→ TASK STATEMENT
Begin at the line that has "Where can the cat's face" and stop after the last line of the records. Rewrite every line in that range, requests included, multiplying each answer coordinate by 1.35 and rounding to a whole number with halves going up, while keeping the numbers in the requests and their sample points as they are.

■ ■ ■ ■

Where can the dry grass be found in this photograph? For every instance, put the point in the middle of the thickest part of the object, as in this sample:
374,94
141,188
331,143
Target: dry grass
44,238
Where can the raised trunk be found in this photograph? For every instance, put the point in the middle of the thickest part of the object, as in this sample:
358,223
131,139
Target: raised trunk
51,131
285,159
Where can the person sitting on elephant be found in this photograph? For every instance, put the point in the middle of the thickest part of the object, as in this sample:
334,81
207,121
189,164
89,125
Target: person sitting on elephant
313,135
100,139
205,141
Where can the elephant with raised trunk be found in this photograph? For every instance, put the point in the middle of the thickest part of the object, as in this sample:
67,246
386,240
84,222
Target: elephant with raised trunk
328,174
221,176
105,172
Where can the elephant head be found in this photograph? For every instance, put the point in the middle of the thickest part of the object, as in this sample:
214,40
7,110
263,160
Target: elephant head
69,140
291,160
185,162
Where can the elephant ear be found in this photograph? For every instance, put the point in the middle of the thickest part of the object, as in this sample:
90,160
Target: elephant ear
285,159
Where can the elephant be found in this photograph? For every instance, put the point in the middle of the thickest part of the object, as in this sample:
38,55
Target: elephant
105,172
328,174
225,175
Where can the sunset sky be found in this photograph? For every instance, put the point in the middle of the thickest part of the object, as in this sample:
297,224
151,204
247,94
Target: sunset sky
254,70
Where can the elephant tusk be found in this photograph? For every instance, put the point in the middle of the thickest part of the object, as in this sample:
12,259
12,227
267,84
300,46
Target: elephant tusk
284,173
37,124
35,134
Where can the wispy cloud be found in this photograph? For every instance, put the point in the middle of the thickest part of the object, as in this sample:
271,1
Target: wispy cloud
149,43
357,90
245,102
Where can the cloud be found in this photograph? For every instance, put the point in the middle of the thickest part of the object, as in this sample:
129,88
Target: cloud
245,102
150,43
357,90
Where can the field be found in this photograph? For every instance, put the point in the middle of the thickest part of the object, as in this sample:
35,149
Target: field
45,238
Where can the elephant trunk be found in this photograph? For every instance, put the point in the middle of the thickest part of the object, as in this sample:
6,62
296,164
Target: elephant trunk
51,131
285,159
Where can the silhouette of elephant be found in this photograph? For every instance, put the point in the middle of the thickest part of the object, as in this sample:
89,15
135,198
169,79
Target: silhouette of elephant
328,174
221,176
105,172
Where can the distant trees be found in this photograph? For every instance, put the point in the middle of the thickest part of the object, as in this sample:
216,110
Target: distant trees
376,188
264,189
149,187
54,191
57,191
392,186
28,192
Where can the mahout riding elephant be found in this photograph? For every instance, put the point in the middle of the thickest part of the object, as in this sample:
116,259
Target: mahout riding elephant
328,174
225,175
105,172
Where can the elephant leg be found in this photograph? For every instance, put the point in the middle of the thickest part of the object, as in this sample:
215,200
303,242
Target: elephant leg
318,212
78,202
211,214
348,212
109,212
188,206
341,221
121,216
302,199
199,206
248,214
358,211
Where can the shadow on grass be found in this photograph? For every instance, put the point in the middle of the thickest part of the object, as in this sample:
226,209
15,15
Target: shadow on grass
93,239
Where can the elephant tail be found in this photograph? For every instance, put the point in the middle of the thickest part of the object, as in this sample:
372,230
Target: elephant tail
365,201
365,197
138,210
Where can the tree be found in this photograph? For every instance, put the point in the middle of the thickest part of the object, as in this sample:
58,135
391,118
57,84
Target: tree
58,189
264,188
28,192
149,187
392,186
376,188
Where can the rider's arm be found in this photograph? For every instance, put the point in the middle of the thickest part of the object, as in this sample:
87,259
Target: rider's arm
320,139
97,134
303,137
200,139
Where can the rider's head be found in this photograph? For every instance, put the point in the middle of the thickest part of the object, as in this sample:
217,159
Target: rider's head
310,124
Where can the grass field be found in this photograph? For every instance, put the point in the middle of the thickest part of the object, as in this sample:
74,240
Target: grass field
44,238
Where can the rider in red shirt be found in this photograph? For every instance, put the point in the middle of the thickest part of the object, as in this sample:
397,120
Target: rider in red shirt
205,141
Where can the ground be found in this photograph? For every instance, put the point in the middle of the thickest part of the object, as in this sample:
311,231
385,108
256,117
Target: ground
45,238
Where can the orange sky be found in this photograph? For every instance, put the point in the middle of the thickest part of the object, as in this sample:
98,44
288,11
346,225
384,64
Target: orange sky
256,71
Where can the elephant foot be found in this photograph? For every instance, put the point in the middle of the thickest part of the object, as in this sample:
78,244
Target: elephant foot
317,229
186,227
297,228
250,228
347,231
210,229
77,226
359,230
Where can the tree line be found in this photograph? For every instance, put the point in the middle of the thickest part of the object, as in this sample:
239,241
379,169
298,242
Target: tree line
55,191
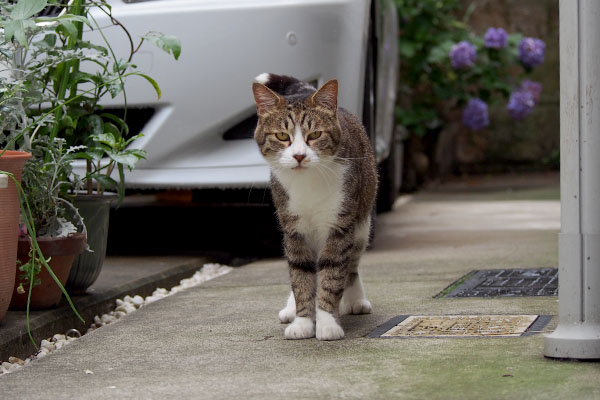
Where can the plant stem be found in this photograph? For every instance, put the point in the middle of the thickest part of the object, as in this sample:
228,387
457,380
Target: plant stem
70,66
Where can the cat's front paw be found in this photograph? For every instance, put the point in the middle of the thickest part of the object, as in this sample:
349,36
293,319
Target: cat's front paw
327,327
287,315
301,328
360,306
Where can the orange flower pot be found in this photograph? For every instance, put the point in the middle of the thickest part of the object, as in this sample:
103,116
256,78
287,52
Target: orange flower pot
13,162
62,252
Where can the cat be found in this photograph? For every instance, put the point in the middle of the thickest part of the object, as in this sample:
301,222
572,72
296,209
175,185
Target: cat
323,183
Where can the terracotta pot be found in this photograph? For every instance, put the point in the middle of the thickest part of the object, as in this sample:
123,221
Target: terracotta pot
95,211
13,162
62,251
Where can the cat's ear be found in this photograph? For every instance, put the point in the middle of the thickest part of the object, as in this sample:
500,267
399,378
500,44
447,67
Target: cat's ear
266,99
326,96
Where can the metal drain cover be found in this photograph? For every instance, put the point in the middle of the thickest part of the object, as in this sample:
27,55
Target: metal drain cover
505,283
461,326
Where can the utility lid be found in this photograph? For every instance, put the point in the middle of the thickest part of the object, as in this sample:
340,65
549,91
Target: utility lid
427,326
505,283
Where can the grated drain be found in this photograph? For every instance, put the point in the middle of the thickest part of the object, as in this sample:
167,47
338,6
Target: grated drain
444,326
505,283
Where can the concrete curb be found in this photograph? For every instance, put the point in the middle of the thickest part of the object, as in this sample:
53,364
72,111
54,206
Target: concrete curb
14,340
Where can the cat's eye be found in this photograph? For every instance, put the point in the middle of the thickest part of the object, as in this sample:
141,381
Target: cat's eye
314,135
284,137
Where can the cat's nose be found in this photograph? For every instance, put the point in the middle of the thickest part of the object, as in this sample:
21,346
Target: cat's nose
299,157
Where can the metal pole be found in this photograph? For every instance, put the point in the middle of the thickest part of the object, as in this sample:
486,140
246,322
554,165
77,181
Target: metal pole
577,335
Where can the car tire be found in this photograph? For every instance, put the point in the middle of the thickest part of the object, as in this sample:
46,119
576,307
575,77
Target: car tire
390,175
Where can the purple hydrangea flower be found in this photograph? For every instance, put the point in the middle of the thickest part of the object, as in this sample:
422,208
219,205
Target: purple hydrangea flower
535,88
475,115
520,103
463,55
531,51
495,38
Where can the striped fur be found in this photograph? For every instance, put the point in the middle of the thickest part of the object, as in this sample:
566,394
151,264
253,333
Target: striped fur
323,180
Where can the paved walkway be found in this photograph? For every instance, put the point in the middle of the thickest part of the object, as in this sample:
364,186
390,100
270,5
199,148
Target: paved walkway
223,340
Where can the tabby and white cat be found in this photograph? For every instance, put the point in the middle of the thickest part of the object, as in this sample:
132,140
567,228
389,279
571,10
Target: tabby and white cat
324,181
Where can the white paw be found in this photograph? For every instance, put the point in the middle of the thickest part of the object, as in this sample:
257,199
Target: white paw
327,327
301,328
287,315
360,306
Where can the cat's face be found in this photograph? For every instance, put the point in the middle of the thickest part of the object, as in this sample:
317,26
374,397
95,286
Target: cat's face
297,133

■ ■ ■ ■

→ RESULT OF THIS EXERCISE
Where can the cat's face be found in this photograph? For every instance, put the point in the middle of the thickest part of the object, as in this sample:
317,26
374,397
95,286
Target: cat's face
401,180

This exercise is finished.